(EXERCISE GOAL):
Exactness is required. Restate every entry as written.

Extracted records:

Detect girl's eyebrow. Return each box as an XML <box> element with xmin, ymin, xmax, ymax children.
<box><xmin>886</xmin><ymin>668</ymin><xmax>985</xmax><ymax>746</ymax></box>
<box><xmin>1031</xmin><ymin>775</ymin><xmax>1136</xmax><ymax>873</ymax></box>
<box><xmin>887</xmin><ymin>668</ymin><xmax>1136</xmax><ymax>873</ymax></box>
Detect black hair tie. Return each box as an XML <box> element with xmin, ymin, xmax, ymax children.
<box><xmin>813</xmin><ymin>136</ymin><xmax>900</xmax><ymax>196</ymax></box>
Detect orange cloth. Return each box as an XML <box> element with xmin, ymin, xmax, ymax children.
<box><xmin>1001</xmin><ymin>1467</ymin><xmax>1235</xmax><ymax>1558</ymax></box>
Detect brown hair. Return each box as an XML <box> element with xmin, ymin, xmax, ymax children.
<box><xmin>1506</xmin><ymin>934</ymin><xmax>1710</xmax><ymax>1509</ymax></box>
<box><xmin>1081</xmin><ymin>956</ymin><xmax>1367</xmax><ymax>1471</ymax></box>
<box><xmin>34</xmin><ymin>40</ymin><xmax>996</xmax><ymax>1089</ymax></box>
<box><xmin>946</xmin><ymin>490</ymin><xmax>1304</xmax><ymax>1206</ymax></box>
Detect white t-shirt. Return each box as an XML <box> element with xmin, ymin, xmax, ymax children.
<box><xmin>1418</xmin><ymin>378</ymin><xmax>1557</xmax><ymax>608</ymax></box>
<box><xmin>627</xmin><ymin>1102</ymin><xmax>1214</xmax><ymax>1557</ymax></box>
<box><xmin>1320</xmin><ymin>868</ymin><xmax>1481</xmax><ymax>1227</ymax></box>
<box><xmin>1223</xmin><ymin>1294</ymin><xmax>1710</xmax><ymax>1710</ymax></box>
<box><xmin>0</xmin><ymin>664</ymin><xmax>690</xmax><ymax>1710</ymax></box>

(RESULT OF THE EXERCISE):
Detect girl's eyebrow. Return each box as an XML <box> element with xmin, ymin, xmax, ymax children.
<box><xmin>886</xmin><ymin>668</ymin><xmax>985</xmax><ymax>746</ymax></box>
<box><xmin>1031</xmin><ymin>775</ymin><xmax>1136</xmax><ymax>873</ymax></box>
<box><xmin>887</xmin><ymin>668</ymin><xmax>1136</xmax><ymax>873</ymax></box>
Detect black hair tie. Return each box as an XML <box> element with xmin, ymin, xmax, ymax children.
<box><xmin>813</xmin><ymin>136</ymin><xmax>900</xmax><ymax>196</ymax></box>
Detect orange cloth. Return each box as an XML <box> element with xmin, ymin, xmax, ymax children.
<box><xmin>1001</xmin><ymin>1467</ymin><xmax>1235</xmax><ymax>1558</ymax></box>
Detect brown hair. Return each box as an XML <box> element with xmin, ymin, xmax, ymax children.
<box><xmin>1506</xmin><ymin>934</ymin><xmax>1710</xmax><ymax>1509</ymax></box>
<box><xmin>1081</xmin><ymin>956</ymin><xmax>1367</xmax><ymax>1471</ymax></box>
<box><xmin>34</xmin><ymin>40</ymin><xmax>996</xmax><ymax>1089</ymax></box>
<box><xmin>946</xmin><ymin>490</ymin><xmax>1304</xmax><ymax>1206</ymax></box>
Detect white t-shirt. Return each box as an XML <box> element with xmin, ymin, xmax, ymax children.
<box><xmin>1418</xmin><ymin>378</ymin><xmax>1557</xmax><ymax>608</ymax></box>
<box><xmin>627</xmin><ymin>1102</ymin><xmax>1214</xmax><ymax>1557</ymax></box>
<box><xmin>1320</xmin><ymin>868</ymin><xmax>1481</xmax><ymax>1227</ymax></box>
<box><xmin>1223</xmin><ymin>1294</ymin><xmax>1710</xmax><ymax>1710</ymax></box>
<box><xmin>0</xmin><ymin>664</ymin><xmax>690</xmax><ymax>1710</ymax></box>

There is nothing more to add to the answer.